| THE TASK |
Transcribe all of the material below, reproducing every line without any change.

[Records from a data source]
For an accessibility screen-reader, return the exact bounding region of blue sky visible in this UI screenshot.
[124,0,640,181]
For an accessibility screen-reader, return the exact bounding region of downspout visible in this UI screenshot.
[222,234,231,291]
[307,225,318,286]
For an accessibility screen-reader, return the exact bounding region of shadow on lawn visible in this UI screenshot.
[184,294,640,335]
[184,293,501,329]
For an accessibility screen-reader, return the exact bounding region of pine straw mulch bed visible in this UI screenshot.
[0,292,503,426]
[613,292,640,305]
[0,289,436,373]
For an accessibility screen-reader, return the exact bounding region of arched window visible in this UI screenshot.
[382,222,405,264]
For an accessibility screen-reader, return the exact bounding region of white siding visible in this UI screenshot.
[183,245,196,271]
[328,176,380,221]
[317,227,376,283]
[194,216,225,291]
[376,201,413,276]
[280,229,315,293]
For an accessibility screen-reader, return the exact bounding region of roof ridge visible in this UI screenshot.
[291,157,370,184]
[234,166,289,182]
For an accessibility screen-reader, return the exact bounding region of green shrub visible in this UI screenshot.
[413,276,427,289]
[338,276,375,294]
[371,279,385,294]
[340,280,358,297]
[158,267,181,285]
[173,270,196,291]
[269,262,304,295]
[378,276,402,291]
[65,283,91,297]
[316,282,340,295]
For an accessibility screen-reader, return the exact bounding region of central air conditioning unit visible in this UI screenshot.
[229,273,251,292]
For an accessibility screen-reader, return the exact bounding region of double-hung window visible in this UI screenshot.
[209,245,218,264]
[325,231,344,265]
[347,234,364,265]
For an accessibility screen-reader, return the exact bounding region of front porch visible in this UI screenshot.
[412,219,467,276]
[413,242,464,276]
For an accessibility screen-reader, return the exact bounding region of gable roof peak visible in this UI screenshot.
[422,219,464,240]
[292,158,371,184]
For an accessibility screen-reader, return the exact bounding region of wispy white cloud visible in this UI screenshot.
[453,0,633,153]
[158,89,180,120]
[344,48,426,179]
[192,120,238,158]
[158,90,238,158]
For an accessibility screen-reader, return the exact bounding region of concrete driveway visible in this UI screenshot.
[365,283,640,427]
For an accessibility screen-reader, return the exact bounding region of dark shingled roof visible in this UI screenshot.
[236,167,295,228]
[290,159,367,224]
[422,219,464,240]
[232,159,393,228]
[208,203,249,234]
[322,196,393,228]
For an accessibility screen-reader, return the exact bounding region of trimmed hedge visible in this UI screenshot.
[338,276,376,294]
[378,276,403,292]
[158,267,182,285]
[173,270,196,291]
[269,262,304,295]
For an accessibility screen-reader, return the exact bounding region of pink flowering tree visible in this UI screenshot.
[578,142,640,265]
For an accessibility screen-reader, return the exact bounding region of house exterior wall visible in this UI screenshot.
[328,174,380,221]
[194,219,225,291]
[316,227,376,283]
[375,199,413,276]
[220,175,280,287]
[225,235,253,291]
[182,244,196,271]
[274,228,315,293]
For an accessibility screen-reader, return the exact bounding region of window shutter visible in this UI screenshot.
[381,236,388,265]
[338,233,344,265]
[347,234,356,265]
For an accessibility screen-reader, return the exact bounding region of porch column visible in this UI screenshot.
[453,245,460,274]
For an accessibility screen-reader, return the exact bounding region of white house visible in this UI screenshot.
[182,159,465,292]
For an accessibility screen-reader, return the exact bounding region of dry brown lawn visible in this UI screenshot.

| WRITTEN REPLY |
For an accessibility screen-reader, return the exact bounding region of blue sky visible in this UI screenshot.
[124,0,640,181]
For an accessibility screen-reader, return the exact bounding region of downspout visible in this UI screenshot.
[222,234,231,291]
[307,225,318,286]
For an accessibility screen-reader, return the exact bounding region of shadow on lawn visible in this UI screenshot.
[184,294,640,335]
[184,293,501,329]
For an accessibility screen-reader, return the exact bounding region of pine straw mulch bed visible in this UI screenshot.
[0,292,503,426]
[613,292,640,305]
[0,289,436,373]
For an accessibility screen-reader, return the exact bounding region of arched window visible in this UI screenshot.
[382,222,405,264]
For an accessibility screen-reader, return the exact bounding region of white siding visible in this UI screenshot.
[183,245,196,271]
[328,176,380,221]
[317,227,376,283]
[194,216,225,291]
[376,201,413,276]
[280,229,315,293]
For an accessibility screen-reader, return the exact bounding region of roof ridge visible in this UI screenshot.
[291,157,370,184]
[234,166,289,182]
For an accessibility screen-reader, return the exact bounding region of green shrub visible in this UI screenshot.
[413,276,427,289]
[338,276,375,294]
[371,279,385,294]
[340,280,358,297]
[158,267,181,285]
[173,270,196,291]
[269,262,304,295]
[378,276,402,291]
[65,283,91,297]
[316,282,340,295]
For an accessibility screen-reader, return the exact bounding region of central air conditioning unit visible in this UI screenshot.
[229,273,251,292]
For an accessibility screen-reader, return the exact bounding region of double-hung window visible in this UI screenshot.
[209,245,218,264]
[325,231,344,265]
[347,234,364,265]
For an accessibility screen-reader, return the exact bounding region of front porch visible in this UI screenshot.
[412,219,467,276]
[413,242,464,276]
For an accessibility screen-reader, return the exact bounding region of gable roof peak visible in this UI screenshot.
[422,219,464,240]
[292,158,371,184]
For an accessibility screen-reader, return the exact bounding region of wispy white cloud visible in this UI screenshot.
[453,0,633,153]
[158,89,180,120]
[344,48,426,179]
[192,120,238,158]
[158,90,238,158]
For an accessibility screen-reader, return the exact bounding region of concrete driveway visible in this UI screenshot.
[365,283,640,427]
For an accessibility screen-reader, return the exact bounding region of dark shingled roof visible in this UI screenshot.
[236,167,295,228]
[290,159,367,224]
[422,219,464,240]
[232,159,393,228]
[208,203,249,234]
[322,196,393,228]
For an accessibility screen-reader, return the exact bounding region of trimmed hedge visible in this UI screenshot.
[338,276,376,294]
[378,276,403,292]
[158,267,182,285]
[173,270,196,291]
[269,262,304,295]
For an accessibility screen-reader, return the exact bounding region of pink flowering tree visible in this UI screenshot.
[578,142,640,265]
For an accessibility screen-reader, return the exact bounding region of house exterior wall visible in this UI screenshot.
[328,174,380,221]
[194,219,225,291]
[316,227,376,283]
[375,199,413,276]
[220,175,280,287]
[225,235,253,291]
[182,244,196,271]
[274,228,315,293]
For an accessibility screen-reader, return the exact bounding region of window shutter visible in this UI screenshot.
[381,236,388,265]
[338,233,344,265]
[347,234,356,265]
For an accessibility screen-reader, return the exact bounding region of porch column visible in this UI screenshot.
[453,245,460,274]
For an accessibility screen-reader, return the exact bounding region of white house visible in this UI screenshot.
[182,159,465,292]
For an accessibility screen-reader, return the exact bounding region of dry brown lawn visible in this UI screenshot.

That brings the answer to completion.